▸ DOCUMENT EXCERPT:
Friday, March 18, 2011
Guest Post: Comments on "Crimes Against Humanity" Blog Post
An old (literally and figuratively) friend of mine, Richard Ruel, posted a comment on my last blog , "Crimes Against Humanity" which was a response to a New York Times article about abuse in group homes for the disabled and the inaction of officials. Google comments rejected the comment because of length, so why not turn it into a guest post? Richard is as nursing instructor at UMASS in Boston and well as a clinical investigator of the Department of Mental Health, one of the good guys. I thank you, Richard, for these comments and for sharing them with all.
I investigate abuse/neglect of persons with disabilities for a living, and I was pleased with myself that I was not too jaded (after 17 years working in the field) to be absolutely and totally disgusted and sickened by the inhumane treatment of the developmentally challenged in state run residences as reported in the NYT article. In fact, I could not get through it the first time around, and the day that I am not totally repulsed by these horrible accounts is the day that I quit my state job. I would love to assure Phil and his following that nothing approaching the magnitude of the mistreatment of human beings as reported by NYT occurs in our beloved state of Ma., but I can at least say that our state officials in charge of human services take abuse/neglect of disabled persons, children, and the elderly very seriously. The least I can do is to inform residents of Massachusetts who may be unaware of certain public services available to them how to access a number of agencies designed to help Ma citizens to recognize, report and respond to abuse. First a few comments about Phil’s blog:
As far as unions go, they do not usually impede the investigations process, which is where I run into them. Workers, even those not accused of anything, e.g. witnesses get nervous with the process and might have a union rep or another adult i.e. supervisor or attorney present with them during interviews with the investigator to assure due process, and no one has a problem with that. In fact, it is a clearly stated right that they have access to representation. Investigators are trained to be objective and professional, and we don’t conduct kangaroo courts where alleged abusers are presumed guilty. However, I have found that unions can make it extraordinarily difficult for management to terminate especially bad employees at times. Also, bad hiring practices by management contribute to the problem by hiring some of the bad apples in the first place. Once hired, union reps have to do their job and represent any and all of their members.

▸ GOAL OF THE EXERCISE:
In the guest post, how many years had the writer worked in the field of investigating abuse and neglect of persons with disabilities?

▸ EXTRACTED DATA:
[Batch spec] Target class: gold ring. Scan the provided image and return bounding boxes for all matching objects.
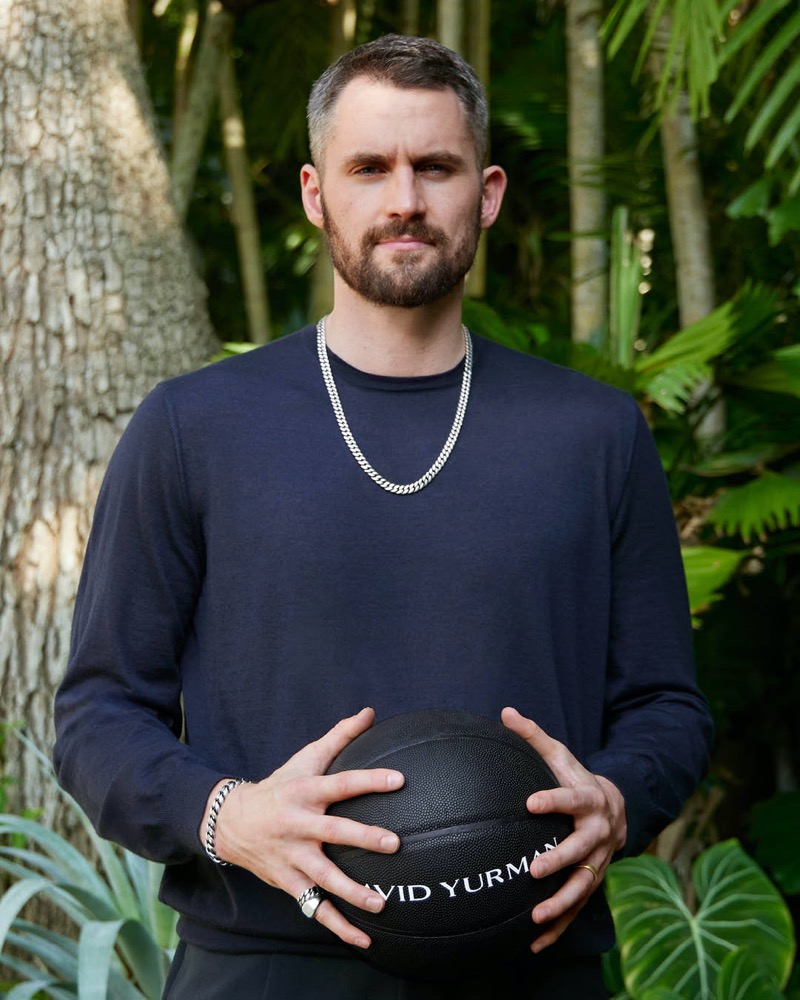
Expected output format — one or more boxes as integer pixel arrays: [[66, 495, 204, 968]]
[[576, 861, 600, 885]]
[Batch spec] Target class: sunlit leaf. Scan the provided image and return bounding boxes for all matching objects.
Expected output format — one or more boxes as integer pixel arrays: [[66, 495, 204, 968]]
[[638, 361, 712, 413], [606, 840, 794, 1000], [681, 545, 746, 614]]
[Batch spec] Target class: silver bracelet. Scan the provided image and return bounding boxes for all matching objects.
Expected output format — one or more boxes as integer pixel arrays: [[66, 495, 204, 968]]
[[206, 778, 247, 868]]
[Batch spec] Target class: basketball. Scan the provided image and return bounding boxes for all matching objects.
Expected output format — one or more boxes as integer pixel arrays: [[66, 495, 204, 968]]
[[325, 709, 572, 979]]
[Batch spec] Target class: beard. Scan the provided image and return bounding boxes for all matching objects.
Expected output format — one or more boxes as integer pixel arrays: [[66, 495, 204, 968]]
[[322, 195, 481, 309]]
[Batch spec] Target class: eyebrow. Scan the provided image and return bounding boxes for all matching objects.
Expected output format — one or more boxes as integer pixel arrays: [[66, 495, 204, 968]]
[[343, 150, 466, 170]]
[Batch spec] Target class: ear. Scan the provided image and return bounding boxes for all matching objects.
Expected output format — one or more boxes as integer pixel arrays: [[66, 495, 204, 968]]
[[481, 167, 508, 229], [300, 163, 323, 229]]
--
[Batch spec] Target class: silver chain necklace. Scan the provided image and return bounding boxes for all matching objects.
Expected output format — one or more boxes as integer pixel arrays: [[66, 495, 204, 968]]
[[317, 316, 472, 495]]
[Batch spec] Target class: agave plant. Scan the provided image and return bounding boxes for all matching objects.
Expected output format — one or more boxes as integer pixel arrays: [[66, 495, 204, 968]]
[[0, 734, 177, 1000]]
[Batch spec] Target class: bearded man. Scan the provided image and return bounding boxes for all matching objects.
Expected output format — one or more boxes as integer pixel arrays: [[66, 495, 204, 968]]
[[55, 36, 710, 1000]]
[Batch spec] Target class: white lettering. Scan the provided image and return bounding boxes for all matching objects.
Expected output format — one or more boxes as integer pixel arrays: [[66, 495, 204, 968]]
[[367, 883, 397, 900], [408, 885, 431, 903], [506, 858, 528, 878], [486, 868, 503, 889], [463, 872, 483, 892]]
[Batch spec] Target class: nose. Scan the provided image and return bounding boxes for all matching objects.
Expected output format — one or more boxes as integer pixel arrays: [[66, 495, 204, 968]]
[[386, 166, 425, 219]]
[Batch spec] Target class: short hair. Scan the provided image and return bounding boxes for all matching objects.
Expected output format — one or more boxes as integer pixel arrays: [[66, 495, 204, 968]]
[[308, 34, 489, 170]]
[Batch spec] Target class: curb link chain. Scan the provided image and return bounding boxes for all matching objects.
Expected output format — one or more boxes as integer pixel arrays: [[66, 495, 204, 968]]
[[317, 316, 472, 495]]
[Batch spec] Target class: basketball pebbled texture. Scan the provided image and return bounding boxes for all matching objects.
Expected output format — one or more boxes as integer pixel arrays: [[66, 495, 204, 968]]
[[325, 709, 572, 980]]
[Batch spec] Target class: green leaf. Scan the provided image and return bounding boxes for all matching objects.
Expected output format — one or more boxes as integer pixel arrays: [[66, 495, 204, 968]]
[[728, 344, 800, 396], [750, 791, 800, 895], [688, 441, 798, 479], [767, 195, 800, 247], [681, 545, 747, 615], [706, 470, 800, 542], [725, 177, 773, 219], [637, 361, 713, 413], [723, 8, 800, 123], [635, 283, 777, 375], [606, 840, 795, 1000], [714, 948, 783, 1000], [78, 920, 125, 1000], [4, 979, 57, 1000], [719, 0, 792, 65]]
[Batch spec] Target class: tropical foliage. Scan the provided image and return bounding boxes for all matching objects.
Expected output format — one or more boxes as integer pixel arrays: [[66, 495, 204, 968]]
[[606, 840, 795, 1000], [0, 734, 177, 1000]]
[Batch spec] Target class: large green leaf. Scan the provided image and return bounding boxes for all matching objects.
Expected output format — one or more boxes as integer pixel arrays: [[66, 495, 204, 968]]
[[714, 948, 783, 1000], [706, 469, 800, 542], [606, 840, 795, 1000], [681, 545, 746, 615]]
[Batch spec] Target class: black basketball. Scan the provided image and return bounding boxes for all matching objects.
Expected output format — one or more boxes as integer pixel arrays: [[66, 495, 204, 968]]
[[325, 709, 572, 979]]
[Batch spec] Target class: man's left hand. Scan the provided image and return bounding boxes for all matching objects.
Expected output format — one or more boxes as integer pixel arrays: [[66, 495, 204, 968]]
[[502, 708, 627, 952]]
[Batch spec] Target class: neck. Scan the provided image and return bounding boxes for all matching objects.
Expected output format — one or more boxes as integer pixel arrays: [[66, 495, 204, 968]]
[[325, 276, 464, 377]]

▸ EXPECTED ANSWER:
17 years.